*DATA:*
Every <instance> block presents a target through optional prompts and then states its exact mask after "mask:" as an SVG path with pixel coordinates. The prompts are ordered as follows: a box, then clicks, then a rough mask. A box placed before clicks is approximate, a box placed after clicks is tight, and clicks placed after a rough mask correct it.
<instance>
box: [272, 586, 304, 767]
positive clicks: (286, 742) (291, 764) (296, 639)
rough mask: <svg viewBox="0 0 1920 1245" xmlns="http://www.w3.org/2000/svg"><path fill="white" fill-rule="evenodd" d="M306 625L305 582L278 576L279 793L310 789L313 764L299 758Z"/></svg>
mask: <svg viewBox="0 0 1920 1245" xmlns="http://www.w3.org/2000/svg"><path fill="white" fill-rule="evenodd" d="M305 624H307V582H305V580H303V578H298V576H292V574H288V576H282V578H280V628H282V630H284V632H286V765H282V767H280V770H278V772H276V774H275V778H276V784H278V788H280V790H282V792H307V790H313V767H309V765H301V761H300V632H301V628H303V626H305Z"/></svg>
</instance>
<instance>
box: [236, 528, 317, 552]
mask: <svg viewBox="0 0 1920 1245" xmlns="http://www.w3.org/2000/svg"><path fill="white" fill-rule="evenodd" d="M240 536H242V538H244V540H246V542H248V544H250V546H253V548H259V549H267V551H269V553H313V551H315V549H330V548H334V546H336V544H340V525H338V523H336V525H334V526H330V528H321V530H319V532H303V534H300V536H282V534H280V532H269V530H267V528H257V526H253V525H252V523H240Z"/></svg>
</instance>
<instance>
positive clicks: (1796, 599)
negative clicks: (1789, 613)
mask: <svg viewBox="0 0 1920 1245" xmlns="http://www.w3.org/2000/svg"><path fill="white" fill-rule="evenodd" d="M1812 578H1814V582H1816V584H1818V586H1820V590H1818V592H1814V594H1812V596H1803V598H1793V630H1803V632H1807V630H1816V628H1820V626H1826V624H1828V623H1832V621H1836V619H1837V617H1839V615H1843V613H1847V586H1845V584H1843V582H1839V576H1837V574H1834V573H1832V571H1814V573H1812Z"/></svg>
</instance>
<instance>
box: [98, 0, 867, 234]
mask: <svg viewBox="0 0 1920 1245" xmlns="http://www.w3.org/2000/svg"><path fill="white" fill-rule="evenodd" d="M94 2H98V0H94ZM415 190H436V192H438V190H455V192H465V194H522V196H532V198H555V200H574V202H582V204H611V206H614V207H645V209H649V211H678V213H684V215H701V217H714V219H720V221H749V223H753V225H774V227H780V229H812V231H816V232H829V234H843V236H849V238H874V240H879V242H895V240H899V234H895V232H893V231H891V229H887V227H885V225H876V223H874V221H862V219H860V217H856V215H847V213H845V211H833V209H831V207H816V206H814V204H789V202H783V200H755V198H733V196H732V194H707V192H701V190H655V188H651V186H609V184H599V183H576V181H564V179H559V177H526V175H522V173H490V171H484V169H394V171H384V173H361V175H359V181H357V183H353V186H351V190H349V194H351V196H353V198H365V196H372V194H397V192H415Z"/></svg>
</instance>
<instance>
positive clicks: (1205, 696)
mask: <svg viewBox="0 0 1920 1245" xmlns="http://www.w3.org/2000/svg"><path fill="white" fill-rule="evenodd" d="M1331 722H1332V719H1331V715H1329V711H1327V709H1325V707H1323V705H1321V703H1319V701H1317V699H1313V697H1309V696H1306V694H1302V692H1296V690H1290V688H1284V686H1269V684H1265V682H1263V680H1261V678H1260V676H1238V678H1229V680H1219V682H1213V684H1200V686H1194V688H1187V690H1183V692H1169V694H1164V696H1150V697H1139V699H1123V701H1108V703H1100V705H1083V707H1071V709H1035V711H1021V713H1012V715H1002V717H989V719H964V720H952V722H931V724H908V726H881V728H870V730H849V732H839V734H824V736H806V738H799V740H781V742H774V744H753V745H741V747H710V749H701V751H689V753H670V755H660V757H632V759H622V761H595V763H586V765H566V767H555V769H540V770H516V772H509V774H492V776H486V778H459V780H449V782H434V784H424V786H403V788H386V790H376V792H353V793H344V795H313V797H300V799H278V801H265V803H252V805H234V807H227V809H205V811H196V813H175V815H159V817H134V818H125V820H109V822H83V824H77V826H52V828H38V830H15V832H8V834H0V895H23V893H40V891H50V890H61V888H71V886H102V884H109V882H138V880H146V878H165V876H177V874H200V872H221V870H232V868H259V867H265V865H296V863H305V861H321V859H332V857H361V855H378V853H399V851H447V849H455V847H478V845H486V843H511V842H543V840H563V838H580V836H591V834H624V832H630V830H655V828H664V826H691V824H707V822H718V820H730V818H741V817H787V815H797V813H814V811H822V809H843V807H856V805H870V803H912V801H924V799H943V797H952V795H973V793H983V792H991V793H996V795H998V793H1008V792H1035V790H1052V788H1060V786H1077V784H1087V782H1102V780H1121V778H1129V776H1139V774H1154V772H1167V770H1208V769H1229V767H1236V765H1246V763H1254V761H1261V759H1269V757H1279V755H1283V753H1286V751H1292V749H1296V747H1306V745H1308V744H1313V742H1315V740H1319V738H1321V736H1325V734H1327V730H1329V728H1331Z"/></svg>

*ACTIVITY:* Pull out each line of the records that contains the string "positive", and copy those lines in the order they appear.

*SOLUTION:*
positive clicks: (286, 742) (291, 764) (296, 639)
positive clicks: (1796, 599)
positive clicks: (1205, 696)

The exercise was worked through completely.